- **The problem**: Report how many lines in the rows below contain the string "flag", counting a match only when the case is the same, and give only that number.

[begin Records for processing]

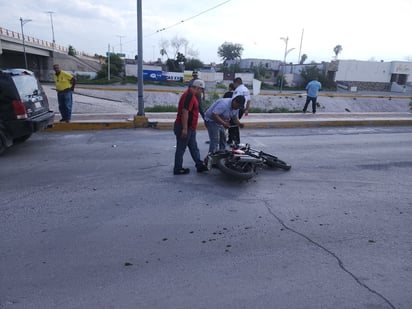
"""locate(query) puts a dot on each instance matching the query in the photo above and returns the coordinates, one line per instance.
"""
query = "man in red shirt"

[end Records for processing]
[begin Records for processing]

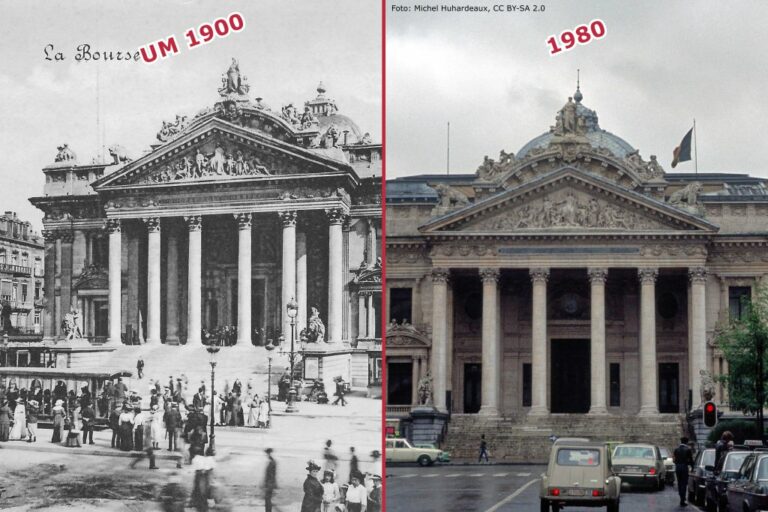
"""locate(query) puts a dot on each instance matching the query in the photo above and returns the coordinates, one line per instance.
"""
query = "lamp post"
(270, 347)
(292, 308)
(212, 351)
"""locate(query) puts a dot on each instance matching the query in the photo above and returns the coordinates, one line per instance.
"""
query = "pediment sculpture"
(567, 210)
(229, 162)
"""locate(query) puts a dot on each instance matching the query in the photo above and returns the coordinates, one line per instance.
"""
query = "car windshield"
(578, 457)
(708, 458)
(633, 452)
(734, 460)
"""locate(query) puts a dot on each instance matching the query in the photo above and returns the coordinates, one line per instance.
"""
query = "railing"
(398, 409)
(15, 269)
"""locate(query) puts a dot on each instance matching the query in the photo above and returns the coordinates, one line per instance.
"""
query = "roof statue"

[end Records for processing]
[begin Records for processing]

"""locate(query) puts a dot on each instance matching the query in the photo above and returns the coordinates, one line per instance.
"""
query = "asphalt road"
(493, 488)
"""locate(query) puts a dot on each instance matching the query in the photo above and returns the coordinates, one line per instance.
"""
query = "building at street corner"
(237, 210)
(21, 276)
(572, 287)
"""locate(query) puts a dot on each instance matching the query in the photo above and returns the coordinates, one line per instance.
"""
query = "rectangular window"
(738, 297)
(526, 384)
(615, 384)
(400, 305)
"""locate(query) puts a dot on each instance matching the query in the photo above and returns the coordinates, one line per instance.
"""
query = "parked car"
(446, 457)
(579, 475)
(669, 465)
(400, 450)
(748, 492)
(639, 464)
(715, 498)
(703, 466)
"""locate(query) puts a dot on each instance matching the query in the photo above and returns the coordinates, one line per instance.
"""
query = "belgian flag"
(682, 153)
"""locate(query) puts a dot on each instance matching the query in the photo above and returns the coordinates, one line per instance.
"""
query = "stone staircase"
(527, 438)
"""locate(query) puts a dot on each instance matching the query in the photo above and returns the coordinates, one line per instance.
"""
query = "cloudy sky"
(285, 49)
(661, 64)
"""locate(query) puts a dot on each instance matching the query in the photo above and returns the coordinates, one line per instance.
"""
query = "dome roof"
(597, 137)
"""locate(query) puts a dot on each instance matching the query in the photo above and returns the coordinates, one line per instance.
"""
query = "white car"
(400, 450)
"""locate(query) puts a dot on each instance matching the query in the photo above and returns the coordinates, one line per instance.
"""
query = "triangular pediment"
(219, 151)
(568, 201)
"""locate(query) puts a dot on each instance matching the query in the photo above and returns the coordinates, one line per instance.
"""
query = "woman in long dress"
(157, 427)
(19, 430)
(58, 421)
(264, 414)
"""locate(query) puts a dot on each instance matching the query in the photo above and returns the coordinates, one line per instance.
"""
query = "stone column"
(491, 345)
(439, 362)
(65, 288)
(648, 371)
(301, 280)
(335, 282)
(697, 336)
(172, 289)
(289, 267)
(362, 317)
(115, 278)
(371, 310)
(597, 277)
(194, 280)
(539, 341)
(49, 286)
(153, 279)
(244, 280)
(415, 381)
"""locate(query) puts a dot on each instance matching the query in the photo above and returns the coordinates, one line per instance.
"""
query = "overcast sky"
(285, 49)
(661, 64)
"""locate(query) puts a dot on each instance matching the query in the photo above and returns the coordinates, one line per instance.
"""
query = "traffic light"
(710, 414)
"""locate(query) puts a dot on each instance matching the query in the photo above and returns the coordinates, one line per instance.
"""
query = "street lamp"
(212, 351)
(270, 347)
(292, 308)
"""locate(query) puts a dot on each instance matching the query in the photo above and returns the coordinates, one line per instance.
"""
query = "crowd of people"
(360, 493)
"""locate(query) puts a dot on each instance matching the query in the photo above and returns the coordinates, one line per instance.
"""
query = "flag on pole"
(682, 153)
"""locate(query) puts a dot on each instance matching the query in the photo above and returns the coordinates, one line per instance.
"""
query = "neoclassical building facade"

[end Records for processing]

- **Expected answer**: 2